# Erfahrung mit Versiondog



## norustnotrust (8 August 2012)

Morgen

Wir möchten die Software "Versiondog für unser Backup/Versionsverwaltung (Systemintegrator/Anlagenlieferant) evaluieren. Hat hier jemand praktische Erfahrung damit? Gibts Einschränkungen/Probleme auf die man möglicherweise nicht im Zuge einer Teststellung draufkommt?

Mfg norustnotrust


----------



## Ralle (8 August 2012)

Gib mal in der Forensuche "VersionDog" ein. Sind zwar schon etwas ältere Beiträge darunter, aber durchaus noch interessant.


----------



## norustnotrust (8 August 2012)

Hallo Ralle, habe ich gemacht aber erstens sind die Artikel doch ziemlich alt (da gabs sicher schon einige Versionen dazwischen) und zweitens gehts meist darum was Versiondog alles kann. Das liegt wohl auch daran daß hier ein-zwei Herrschaften von Auvesy ihr Unwesen treiben  (Liebe Grüße nach Landau)

Was mich aber interessiert ist: Was sind die Sachen die Versiondog nicht, oder vielleicht nur unzureichend kann. 

Weißt du, bei den Produktpräsentationen wundert man sich doch meist über all die tollen Funktionen und was man damit nicht alles besser machen kann. In einem Jahr dann löscht man das Ganze weil man draufkommt das zwischen all den super Funktionen die eine Nicht-Funktion ist die man aber unbedingt benötigt. Auf eine sind wir ja möglicherweise schon draufgekommen und das scheint das Multi-User-Engineering (ohne Multiprojekt) zu sein. Aber vielleicht gibts da noch mehr und jemand hier im Board hat den Grund warum das tolle Tool bei ihm im Kasten verstaubt...


----------



## bike (10 August 2012)

Geht ihr an Sache richtig heran?
Habt ihr eure Anforderungen genau formuliert?
Es macht keinen Sinn zu suchen was eine Software nicht kann.
Es kommt doch darauf an, dass die Software das macht wofür sie gekauft wurde.

Zu Versionsdog kann ich dir sagen:
Ein großer Hersteller für Käfer verwendet dies, doch funktionieren tut das System nicht.
Man bekommt öfter Versionen, die eigentlich ins Museeum gehören.

Warum haben nur so viel Angst, dass eine Änderung nicht erkannt und richtig abgelegt wird?

Uns reicht SVN und das ist auch gut so.
Und das nicht für Steuerungen von BigS sondern für alle Entwicklungen.


bike


----------



## norustnotrust (11 August 2012)

Hallo bike

Ja, subversion ziehen wir auch in Betracht. Dennoch sehe ich Nutzen darin zwei Stände vergleichen zu können. Das hat aber nichts mit Angst sondern mit Komfort (=Zeitersparnis und Kostenersparnis) zu tun.

Und es macht für mich sehr wohl Sinn zu abzuklopfen was eine Software nicht kann. Ich meine sogar daß viele Probleme bei nachhaltigen Softwareeinführungen vermieden werde könnten wenn man sich früh genug anschaut was die Grenzen der SW sind.

***

**WAS ZU TUN IST:**
Setze den Forenthread über Versiondog im Anschluss an seinen letzten Satz fort.

***

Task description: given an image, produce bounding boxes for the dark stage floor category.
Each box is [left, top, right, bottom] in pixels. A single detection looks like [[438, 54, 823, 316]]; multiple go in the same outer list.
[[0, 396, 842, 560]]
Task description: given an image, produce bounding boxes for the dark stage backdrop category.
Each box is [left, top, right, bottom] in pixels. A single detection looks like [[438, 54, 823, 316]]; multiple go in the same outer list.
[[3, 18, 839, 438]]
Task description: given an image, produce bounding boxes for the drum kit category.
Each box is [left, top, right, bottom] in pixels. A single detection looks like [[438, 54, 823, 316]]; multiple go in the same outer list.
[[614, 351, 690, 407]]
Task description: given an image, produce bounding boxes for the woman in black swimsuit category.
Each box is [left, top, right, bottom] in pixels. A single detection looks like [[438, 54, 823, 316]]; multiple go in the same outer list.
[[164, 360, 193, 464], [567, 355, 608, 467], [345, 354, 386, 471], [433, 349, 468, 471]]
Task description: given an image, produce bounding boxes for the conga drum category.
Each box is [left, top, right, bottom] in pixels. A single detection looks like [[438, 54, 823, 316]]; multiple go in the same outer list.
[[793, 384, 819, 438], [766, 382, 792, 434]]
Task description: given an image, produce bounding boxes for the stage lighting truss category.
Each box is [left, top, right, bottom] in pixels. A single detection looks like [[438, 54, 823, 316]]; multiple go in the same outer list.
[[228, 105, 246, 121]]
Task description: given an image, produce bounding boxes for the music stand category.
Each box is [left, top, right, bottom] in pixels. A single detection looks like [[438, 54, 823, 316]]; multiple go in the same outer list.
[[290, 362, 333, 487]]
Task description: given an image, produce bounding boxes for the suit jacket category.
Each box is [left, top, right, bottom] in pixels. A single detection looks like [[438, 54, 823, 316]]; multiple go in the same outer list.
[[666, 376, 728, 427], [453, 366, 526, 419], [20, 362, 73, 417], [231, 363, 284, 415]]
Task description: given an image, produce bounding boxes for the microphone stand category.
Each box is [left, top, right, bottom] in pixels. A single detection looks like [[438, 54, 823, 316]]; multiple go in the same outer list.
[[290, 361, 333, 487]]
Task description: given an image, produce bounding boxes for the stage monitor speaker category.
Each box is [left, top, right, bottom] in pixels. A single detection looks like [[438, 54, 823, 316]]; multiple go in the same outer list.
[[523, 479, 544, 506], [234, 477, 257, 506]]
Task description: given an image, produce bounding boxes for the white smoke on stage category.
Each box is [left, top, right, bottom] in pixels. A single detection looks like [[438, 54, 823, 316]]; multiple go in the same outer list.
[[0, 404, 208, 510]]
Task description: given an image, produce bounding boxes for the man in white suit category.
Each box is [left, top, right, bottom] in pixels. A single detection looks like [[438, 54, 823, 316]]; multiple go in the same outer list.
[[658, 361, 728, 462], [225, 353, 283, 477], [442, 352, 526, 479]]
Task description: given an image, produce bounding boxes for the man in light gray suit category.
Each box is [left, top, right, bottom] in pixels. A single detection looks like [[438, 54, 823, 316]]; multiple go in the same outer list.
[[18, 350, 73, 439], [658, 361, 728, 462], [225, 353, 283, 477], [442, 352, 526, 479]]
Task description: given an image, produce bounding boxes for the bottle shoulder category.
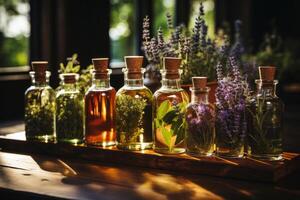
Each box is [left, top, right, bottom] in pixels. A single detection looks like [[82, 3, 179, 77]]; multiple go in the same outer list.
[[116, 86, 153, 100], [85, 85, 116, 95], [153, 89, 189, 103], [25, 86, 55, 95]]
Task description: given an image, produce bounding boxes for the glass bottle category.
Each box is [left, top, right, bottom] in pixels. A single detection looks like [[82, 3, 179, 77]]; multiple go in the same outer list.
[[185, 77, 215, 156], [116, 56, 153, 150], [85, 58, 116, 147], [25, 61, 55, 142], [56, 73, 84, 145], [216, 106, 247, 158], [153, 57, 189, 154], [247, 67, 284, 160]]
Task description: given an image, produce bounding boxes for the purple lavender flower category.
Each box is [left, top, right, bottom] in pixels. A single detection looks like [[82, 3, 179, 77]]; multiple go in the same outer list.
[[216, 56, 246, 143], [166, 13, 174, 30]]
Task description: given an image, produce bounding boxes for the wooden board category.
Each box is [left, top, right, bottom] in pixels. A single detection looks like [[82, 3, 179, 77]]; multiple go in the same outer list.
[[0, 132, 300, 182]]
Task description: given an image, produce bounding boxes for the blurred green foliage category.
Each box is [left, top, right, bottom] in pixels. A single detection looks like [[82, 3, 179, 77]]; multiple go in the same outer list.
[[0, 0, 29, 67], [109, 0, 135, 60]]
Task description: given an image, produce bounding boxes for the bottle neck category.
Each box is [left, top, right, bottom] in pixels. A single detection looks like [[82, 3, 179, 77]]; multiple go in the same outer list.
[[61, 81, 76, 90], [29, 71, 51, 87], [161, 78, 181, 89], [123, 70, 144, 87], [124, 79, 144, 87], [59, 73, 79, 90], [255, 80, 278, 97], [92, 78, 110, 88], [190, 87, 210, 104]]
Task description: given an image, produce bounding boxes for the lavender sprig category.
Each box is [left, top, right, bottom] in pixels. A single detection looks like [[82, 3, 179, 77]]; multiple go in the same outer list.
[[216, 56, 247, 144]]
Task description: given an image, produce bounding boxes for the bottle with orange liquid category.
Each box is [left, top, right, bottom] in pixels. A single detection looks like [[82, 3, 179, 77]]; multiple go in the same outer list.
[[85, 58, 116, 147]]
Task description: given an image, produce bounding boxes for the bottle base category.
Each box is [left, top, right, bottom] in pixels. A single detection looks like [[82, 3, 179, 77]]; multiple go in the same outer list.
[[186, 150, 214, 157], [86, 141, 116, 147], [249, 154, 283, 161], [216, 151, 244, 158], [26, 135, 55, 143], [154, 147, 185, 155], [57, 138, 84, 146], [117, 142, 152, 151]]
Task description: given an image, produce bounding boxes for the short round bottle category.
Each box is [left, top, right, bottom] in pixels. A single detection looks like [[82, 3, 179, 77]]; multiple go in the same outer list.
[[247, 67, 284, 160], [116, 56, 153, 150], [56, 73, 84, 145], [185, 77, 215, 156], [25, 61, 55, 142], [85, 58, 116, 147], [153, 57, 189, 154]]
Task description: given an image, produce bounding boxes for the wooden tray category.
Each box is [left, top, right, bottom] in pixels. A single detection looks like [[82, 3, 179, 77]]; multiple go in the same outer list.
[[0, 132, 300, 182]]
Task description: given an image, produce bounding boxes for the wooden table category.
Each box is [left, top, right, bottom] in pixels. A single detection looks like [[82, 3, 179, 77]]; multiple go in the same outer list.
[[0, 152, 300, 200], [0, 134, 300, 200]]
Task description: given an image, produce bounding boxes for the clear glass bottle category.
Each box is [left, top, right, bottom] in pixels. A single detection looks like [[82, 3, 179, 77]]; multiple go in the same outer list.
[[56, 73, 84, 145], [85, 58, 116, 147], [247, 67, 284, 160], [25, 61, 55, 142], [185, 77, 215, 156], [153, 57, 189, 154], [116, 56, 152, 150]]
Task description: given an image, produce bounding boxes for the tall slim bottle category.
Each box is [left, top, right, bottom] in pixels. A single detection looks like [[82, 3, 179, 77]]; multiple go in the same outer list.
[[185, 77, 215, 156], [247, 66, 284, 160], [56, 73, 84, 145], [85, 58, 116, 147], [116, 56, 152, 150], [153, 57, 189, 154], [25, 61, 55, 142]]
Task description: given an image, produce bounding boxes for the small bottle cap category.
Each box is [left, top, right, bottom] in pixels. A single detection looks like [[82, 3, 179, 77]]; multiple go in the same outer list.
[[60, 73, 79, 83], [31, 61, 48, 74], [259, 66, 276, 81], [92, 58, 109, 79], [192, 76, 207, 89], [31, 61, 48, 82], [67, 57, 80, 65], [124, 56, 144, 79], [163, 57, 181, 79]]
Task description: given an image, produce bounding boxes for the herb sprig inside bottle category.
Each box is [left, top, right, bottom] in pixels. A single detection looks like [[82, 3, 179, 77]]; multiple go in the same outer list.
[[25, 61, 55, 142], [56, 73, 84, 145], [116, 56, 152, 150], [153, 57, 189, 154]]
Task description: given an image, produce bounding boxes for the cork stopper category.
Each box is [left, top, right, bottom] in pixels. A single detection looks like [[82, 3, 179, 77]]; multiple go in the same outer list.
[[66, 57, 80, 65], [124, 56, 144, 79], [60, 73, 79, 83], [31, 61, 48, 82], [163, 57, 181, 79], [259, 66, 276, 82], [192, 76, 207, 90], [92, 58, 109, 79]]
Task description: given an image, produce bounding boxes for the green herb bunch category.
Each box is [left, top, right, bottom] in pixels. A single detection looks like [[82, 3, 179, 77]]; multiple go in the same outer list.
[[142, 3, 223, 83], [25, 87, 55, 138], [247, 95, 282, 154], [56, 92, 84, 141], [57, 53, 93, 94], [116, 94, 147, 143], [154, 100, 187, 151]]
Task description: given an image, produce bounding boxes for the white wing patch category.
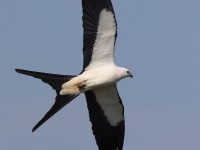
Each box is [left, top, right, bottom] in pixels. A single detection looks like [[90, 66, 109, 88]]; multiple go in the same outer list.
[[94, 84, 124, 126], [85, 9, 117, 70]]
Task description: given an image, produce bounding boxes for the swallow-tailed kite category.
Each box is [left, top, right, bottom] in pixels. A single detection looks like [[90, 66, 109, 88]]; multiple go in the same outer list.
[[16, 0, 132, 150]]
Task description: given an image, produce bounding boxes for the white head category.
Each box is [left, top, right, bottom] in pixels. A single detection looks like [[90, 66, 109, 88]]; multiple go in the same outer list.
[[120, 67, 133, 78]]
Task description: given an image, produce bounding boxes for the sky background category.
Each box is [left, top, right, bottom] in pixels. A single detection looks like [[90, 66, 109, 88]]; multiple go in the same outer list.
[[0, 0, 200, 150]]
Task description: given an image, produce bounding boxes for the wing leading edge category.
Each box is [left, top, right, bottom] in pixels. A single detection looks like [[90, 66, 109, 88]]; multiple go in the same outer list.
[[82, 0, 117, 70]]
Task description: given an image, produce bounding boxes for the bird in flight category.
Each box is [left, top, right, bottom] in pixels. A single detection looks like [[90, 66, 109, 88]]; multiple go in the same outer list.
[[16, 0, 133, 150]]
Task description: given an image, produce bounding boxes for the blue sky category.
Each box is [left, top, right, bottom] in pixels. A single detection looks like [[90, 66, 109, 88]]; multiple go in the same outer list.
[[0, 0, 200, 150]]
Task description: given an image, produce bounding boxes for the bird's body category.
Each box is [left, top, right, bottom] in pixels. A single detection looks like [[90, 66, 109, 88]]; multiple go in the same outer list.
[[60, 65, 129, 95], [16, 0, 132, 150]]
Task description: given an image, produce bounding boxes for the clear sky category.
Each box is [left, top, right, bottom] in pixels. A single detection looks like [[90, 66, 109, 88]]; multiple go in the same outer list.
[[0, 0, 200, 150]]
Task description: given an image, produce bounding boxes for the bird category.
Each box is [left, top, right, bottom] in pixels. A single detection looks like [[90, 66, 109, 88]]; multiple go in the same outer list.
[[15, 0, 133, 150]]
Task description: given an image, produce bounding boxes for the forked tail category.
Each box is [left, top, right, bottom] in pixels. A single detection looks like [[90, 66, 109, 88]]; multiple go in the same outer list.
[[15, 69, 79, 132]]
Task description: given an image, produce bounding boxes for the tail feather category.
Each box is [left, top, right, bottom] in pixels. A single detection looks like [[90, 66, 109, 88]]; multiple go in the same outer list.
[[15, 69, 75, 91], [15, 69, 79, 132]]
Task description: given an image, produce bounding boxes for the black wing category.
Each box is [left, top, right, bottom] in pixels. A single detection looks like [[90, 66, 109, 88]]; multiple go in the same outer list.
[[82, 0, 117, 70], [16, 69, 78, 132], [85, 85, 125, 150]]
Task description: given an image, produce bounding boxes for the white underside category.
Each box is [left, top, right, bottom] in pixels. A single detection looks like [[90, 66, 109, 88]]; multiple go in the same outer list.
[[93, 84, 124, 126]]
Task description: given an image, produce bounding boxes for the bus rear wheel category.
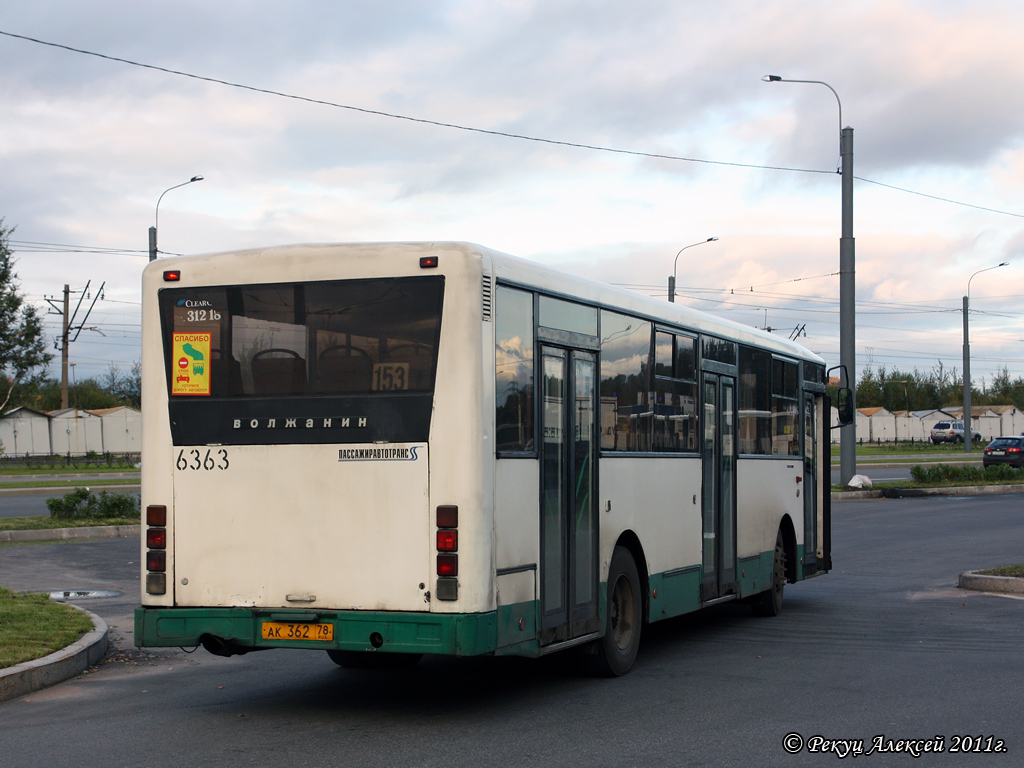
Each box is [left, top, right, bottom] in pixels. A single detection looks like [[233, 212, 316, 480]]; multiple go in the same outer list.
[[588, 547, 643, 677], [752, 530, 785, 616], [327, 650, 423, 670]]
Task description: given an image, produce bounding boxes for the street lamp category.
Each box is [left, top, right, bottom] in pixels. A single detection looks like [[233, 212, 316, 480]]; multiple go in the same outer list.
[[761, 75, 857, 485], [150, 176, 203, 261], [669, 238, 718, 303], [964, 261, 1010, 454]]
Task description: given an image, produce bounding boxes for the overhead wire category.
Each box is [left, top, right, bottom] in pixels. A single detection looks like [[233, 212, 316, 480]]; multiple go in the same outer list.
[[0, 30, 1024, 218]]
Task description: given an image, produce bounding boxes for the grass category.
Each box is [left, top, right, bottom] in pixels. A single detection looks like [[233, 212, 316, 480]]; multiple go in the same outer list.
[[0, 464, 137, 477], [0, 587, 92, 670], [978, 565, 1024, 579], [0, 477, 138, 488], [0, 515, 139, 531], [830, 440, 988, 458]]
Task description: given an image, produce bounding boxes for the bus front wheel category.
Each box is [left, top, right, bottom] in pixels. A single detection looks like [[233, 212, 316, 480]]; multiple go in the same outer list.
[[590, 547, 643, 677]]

***

**ERGEBNIS:**
----------



## ErwinLSE (23 August 2012)

Hallo,

ich teste seit ein paar Tagen Versiondog, kann nicht sagen was es alles nicht kann, aber für unsere Zwecke scheint es das richtige Versionierungstool zu sein.
Wir verwalten Software von ca. 200 Siemens Steuerungen , einigen KUKA Robottern, ein paar 840D u.s.w. und genau für sowas ist Versiondog super geeignet, immer wenn jemand eine neue Version erstellt wird ein Vergleich mit der Vorversion gemacht und jede Änderung kann kommentiert werden. 
Außerdem sind bei uns alle Steuerungen über Profinet angebunden und Versiondog kann automatisch einen Onlinevergleich durchführen, wer schon mal von vielen Steuerungen mit Hilfe vom SimaticManager einen Onlinevergleich durchführen musste weiß wie aufwendig das ist.
Habe bis jetzt noch nichts gefunden was von den dokumentierten Funktionen nicht funktioniert. 
Pauschale Aussagen wie 
"Zu Versionsdog kann ich dir sagen: Ein großer Hersteller für Käfer verwendet dies, doch funktionieren tut das System nicht. (bike)"
kann ich nicht nachvollziehen und sind auch nicht hilfreich denke ich.
*norustnotrust*: wenn du eine spezielle Frage hast könnte ich das mal testen und dir sagen ob das funktioniert, meine Testversion läuft noch 30 Tage.

Achso was ich noch sagen will, ich bin kein Mitarbeiter von Auvesy 

ErwinLSE


----------



## RealDrive (24 August 2012)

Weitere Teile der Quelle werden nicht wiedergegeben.